■ **Text excerpt**
Posts Tagged ‘Units’

Moving units

Sunday, May 11th, 2008

The whole reason I had to design and implement a new mouse engine was because the addition of units before was seriously conflicting with the old mouse engine. With this new mouse engine working perfectly in the RTS I was then free to change my focus back to the units. Before this big haste, I had units, and they were clickable, and even movable. Of course all of this fancy movement was a direct location change and not a fancy, slow, speed based movement, and all of the selection and move orders only worked at the origin view location. Basically, interacting with units didn’t work after scrolling and the movement was actually more like a teleport. However, all of that has been changed now. (more…)

Slight problem

Monday, March 10th, 2008

After adding Unit to the interface it became very obvious that something was wrong with the way the game objects network with game engine and all of the mouse and keyboard actions. When working to get the GUI interface to work, I struggled to find the correct setup that allowed mouse actions to pass into the frame but get caught before hitting the actual game engine. After finding a working scenario, I worked up a system to properly handle the actions caught by the GUI. Unfortunately, the current setup will not work at all with what I need to do with clickable elements that exist inside the game engine. Currently the units, which are extensions of the base game object, which is an extension of awt.Component, are attempting to maintain themselves in a variety of ways that are all causing issues with my current setup. For example, the source behind the moving lag is actually the result of the unit trying to repaint it’s self after being moved, which clashes with the existing graphics engine. In addition, because the scroll engine doesn’t actually move every element when scrolling the units move but the locations to click on them do not. Anyways, my first instinct was to create my own very stripped version of the Component, which would involve me writing all the back end code to handle mouse, and key actions. After some more thought I decided that I would first try creating a complete catch all object that would catch all the actions and just forward them to the main engine to be handed to by my code. Both of these solutions would remove the Component from the issue and leave me to handle all mouse actions, sending them to the appropriate units. On the positive side, once I optimize the entire engine I should much more control over which elements get tested for mouse actions, painting, and other general searches.

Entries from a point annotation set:
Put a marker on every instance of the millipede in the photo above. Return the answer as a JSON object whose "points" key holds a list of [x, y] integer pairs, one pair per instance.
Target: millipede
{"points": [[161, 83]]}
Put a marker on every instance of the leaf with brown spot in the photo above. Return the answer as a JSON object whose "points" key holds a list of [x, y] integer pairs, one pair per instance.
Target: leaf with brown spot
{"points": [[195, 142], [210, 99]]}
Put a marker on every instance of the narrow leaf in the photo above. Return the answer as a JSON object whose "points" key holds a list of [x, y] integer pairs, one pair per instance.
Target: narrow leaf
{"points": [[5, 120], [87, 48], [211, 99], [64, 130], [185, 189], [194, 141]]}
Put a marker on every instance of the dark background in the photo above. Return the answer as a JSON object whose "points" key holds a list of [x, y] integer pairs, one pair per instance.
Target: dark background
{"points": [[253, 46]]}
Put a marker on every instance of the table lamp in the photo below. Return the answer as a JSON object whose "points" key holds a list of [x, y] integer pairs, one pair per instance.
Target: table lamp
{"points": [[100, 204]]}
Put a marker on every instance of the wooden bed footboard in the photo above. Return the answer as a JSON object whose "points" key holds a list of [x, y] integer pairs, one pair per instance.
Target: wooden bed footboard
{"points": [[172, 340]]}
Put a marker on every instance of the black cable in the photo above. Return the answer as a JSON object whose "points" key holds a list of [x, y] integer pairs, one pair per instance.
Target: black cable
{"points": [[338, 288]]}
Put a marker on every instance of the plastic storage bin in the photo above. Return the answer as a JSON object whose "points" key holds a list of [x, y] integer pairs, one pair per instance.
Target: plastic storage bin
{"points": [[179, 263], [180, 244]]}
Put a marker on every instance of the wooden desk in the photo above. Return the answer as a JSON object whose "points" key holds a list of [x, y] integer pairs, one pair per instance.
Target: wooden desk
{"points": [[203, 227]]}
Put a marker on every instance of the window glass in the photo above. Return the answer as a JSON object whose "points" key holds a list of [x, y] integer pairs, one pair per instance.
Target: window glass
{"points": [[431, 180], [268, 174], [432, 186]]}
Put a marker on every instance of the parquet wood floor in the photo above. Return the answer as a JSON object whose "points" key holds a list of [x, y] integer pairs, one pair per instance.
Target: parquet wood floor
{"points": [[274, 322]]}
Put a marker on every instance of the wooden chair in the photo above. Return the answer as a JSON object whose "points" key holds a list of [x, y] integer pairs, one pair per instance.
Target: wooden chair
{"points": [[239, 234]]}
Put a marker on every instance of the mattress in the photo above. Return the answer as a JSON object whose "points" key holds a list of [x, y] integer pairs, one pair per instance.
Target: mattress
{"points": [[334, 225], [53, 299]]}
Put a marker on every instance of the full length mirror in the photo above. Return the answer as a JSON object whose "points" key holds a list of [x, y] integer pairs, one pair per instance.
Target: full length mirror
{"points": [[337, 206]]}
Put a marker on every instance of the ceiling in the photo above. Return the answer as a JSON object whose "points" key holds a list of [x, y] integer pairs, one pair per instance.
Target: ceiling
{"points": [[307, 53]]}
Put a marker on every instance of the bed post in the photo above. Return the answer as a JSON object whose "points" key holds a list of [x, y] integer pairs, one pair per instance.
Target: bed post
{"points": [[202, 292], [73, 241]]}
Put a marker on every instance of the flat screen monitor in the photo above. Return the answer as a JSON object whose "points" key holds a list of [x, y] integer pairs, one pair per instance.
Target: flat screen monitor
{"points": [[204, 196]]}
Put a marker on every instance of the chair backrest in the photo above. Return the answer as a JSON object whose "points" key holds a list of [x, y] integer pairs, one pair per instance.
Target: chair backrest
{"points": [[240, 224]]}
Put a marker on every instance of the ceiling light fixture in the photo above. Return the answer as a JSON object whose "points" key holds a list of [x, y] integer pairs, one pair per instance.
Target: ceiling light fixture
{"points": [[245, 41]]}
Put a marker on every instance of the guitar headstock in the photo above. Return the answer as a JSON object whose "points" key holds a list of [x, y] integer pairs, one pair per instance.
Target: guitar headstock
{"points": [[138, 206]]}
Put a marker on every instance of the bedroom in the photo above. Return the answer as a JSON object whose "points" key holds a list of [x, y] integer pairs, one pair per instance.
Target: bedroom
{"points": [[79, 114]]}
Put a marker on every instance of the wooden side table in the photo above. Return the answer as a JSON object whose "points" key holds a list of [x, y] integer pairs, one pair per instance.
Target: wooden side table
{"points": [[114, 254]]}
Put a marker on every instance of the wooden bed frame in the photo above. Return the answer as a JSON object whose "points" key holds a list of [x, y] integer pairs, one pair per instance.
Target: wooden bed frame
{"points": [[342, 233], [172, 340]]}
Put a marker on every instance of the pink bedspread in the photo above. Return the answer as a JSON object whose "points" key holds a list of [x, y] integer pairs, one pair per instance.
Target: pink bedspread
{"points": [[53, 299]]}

■ **Directions**
- A) Reproduce the passage of the RTS development posts that begins with the words containing "Moving units" and ends with "changed now. (more…)".
- B) According to the March 10th, 2008 entry of the RTS development posts, what should the author gain much more control over once the entire engine is optimized? List every item named.
- C) Condense the paragraph of the RTS development posts beginning "The whole reason I had to design" into a short bulleted list that keeps its main facts.

■ **Results**
- A)
Moving units

Sunday, May 11th, 2008

The whole reason I had to design and implement a new mouse engine was because the addition of units before was seriously conflicting with the old mouse engine. With this new mouse engine working perfectly in the RTS I was then free to change my focus back to the units. Before this big haste, I had units, and they were clickable, and even movable. Of course all of this fancy movement was a direct location change and not a fancy, slow, speed based movement, and all of the selection and move orders only worked at the origin view location. Basically, interacting with units didn’t work after scrolling and the movement was actually more like a teleport. However, all of that has been changed now. (more…)

- B)
- Which elements get tested for mouse actions
- Painting
- Other general searches

- C)
- A new mouse engine was needed because the earlier addition of units conflicted badly with the old one.
- With the new mouse engine working in the RTS, the focus returned to units.
- Units already existed before and could be clicked and moved.
- Movement was a direct location change, more like a teleport, not slow, speed-based movement.
- Selection and move orders worked only at the origin view location, so interacting with units failed after scrolling.
- All of this has now been changed.